[Items from a data source]
## start

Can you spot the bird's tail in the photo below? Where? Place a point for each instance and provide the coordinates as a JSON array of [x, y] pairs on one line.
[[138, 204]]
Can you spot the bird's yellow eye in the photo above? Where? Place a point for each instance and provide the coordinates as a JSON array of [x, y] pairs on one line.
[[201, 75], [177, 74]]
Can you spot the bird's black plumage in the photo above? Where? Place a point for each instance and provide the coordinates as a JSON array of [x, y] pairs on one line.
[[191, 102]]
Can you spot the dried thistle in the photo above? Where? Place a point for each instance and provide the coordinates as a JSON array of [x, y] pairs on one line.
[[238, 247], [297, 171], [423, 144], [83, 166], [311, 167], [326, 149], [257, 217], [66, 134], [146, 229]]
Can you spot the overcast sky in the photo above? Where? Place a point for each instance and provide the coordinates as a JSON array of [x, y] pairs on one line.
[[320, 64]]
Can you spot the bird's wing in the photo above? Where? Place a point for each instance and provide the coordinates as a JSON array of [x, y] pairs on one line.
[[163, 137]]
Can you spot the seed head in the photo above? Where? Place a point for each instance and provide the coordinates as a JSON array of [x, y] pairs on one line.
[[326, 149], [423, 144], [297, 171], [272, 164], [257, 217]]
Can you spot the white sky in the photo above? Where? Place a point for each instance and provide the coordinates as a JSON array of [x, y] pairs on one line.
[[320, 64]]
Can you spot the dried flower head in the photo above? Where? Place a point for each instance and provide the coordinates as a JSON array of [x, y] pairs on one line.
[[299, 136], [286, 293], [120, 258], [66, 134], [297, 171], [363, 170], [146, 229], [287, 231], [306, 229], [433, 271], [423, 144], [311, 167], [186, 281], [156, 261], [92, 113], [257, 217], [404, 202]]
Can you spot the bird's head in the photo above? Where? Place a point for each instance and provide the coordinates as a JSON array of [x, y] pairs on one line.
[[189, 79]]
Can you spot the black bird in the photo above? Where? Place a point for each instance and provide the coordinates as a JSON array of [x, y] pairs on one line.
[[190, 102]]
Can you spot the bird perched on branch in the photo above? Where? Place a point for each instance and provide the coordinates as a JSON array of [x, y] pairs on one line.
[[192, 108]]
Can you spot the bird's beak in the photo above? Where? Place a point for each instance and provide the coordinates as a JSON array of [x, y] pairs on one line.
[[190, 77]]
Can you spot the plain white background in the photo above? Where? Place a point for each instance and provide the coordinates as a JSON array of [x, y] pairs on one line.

## end

▶ Aim
Render the data above as a numbered list with blank lines omitted, starting at the line that contains "Can you spot the overcast" and ending at the line that contains "[[326, 149], [423, 144], [297, 171], [272, 164], [257, 217]]".

▶ Result of the exercise
1. Can you spot the overcast sky in the photo above? Where? Place a point for each instance and provide the coordinates as a JSON array of [x, y] pairs on one line.
2. [[320, 64]]
3. Can you spot the bird's wing in the photo above? Where? Place a point for each instance and provide the coordinates as a JSON array of [x, y] pairs on one line.
4. [[163, 137]]
5. Can you spot the seed head in the photo above? Where? Place a point for each instance and provide the coordinates as a JSON array of [x, y] pairs on one line.
6. [[326, 149], [423, 144], [297, 171], [272, 164], [257, 217]]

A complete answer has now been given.